## Document extract
--- Start ---
Description of Problem: Chosing english in gdm generates the LANG string en.ISO-8859-1 which is then reported as not supported by the C library. This makes programs that actually use the charmap variable fail. Version-Release number of selected component (if applicable): gdm-2.2.3.1-20 glibc-2.2.4-19.3 How Reproducible: Always Steps to Reproduce: 1. Choose "English" in gdm. 2. Login 3. Start a program that uses charmap from locale (mutt for instance) Actual Results: The program doesn't display iso-8859-1 characters correctly. Expected Results: The program should display those correctly if the locale was correct.
I believe this may be fixed in recent gdm packages, but need to double check.
Looks fixed in rawhide: english en.ISO-8859-1 english.us en_US.ISO-8859-1 english.gb en_GB.ISO-8859-1
I think you misunderstood the problem. english en.ISO-8859-1 is not a good line. martin@caesar:~/CVS/External$ LANG=en.ISO-8859-1 locale charmap ANSI_X3.4-1968 martin@caesar:~/CVS/External$ LANG=en_US.ISO-8859-1 locale charmap ISO-8859-1 martin@caesar:~/CVS/External$ LANG=en_GB.ISO-8859-1 locale charmap ISO-8859-1 It may be that the problem is in libc. I don't really know, but using en_US.ISO-8859-1 even for plain english should be ok?
--- End ---
## Extracted entries
--- Start ---
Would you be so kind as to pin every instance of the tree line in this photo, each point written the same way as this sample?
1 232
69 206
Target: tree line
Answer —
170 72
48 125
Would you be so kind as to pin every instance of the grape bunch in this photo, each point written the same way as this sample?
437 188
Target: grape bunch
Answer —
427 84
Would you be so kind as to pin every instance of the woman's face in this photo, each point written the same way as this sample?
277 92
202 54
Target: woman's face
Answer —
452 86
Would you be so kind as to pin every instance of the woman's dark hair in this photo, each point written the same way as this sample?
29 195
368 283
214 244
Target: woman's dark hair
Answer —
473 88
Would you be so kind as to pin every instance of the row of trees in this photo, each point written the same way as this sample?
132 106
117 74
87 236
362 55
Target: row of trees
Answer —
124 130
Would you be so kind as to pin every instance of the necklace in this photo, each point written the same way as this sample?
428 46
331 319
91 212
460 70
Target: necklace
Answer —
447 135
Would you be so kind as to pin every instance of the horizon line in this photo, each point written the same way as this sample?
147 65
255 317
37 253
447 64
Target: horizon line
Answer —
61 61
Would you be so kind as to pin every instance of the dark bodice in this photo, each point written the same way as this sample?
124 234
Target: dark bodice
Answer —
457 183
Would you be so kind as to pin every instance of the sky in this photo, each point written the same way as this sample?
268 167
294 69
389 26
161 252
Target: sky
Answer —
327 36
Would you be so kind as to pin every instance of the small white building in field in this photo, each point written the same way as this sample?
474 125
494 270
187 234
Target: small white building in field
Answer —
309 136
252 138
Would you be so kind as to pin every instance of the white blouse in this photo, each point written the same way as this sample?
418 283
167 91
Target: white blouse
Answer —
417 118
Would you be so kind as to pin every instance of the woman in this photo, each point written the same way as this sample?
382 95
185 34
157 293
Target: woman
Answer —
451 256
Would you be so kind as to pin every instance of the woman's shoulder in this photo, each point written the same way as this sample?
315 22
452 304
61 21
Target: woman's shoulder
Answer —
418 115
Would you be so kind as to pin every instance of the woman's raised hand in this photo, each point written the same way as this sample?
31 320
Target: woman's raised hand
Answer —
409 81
--- End ---
## Exercises
1 > Reproduce the passage of the gdm locale bug report, starting at "Description of Problem: Chosing" and ending at "to double check.".
2 > Pick up the gdm locale bug report after its final sentence and continue it.

## Outputs for the tasks
1 >
Description of Problem: Chosing english in gdm generates the LANG string en.ISO-8859-1 which is then reported as not supported by the C library. This makes programs that actually use the charmap variable fail. Version-Release number of selected component (if applicable): gdm-2.2.3.1-20 glibc-2.2.4-19.3 How Reproducible: Always Steps to Reproduce: 1. Choose "English" in gdm. 2. Login 3. Start a program that uses charmap from locale (mutt for instance) Actual Results: The program doesn't display iso-8859-1 characters correctly. Expected Results: The program should display those correctly if the locale was correct.
I believe this may be fixed in recent gdm packages, but need to double check.

2 >
I have a similar problem. Recently many applications start with this message: locale `en_US.ISO-8859-1=' not supported by Xlib; trying `C'. They work fine BTW. I think the problem is that there is a "=" at the end of the locale string that shouldn't be there. Resetting the LANG shell variable to just "en_US.ISO-8859-1" solves the problem. My system is a well-maintained RH 7.2 with all RH updates applied. I believe the problem is caused by some recent official Red Hat update. (don't know which one) friendly greetings, Rob van Nieuwkerk
2.2.3.1-21 should fix this. I also fixed it in GNOME CVS.
Well, talk to your RH colleagues who deleted the whole i386 *and* SRPMS trees in rawhide ... !
Sorry to report that I'm still seeing this: charon:~> rpm -q gdm gdm-2.2.3.1-21 charon:~> echo $GDM_LANG en_GB.ISO-8859-1 charon:~> echo $LANG en_GB.ISO-8859-1= and plenty of: Gdk-WARNING **: locale not supported by Xlib, locale set to C
Hmm, I didn't notice that the trailing "=" was a separate bug. Do you get trailing = if you choose other languages, such as C/POSIX or Spanish or whatever?
Yes, it occurs with all languages. I've tracked it down to the following line: setenv LANG=$GDM_LANG in lang.csh from initscripts-6.43-1. Should be: setenv LANG $GDM_LANG It looks like this has already been fixed in initscripts-6.58-1 (RawHide), though, so please go ahead and resolve this. Sorry for the confusion.
Thanks for tracking it down (glad it was initscripts, I was kind of unsure what gdm would be doing to cause that)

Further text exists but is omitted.